Task goal: Write out the items word for word, from their first line through the line with "<point>482,284</point>", including both of those lines.

Supplied data:
• • •

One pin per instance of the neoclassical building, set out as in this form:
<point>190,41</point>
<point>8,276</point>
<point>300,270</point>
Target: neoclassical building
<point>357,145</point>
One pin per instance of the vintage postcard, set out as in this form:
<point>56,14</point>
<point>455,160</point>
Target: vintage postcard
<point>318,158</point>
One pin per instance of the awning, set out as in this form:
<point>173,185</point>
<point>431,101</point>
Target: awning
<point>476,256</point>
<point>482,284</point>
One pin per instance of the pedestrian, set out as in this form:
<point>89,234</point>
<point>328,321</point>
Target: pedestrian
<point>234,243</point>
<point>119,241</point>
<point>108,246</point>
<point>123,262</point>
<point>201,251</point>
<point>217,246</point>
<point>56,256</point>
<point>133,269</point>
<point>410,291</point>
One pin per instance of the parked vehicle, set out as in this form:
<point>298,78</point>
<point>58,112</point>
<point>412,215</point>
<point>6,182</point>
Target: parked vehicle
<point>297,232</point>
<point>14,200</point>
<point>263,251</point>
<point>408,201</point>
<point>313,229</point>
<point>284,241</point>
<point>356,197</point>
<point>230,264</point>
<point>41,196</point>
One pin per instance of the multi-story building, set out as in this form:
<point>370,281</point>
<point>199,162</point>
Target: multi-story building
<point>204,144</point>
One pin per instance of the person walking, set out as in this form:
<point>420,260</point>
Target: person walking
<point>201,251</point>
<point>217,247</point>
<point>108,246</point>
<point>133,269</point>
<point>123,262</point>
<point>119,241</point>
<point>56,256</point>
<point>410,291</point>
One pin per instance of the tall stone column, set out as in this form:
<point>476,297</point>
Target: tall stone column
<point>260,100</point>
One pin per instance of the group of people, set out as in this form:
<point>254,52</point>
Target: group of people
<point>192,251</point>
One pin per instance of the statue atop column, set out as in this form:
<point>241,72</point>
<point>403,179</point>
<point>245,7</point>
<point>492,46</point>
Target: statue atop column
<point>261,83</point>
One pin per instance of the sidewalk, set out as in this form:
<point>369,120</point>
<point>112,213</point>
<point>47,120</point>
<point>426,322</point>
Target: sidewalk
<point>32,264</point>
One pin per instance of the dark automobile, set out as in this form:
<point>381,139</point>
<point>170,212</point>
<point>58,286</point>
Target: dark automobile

• • •

Task answer:
One pin per instance of the neoclassical building, set out as in this form:
<point>190,41</point>
<point>8,276</point>
<point>300,270</point>
Target: neoclassical building
<point>357,145</point>
One pin per instance of the vintage postcard, set out as in this form:
<point>56,14</point>
<point>455,160</point>
Target: vintage postcard
<point>318,158</point>
One pin per instance of the awning, set out as in this form:
<point>173,185</point>
<point>431,101</point>
Target: awning
<point>476,256</point>
<point>482,284</point>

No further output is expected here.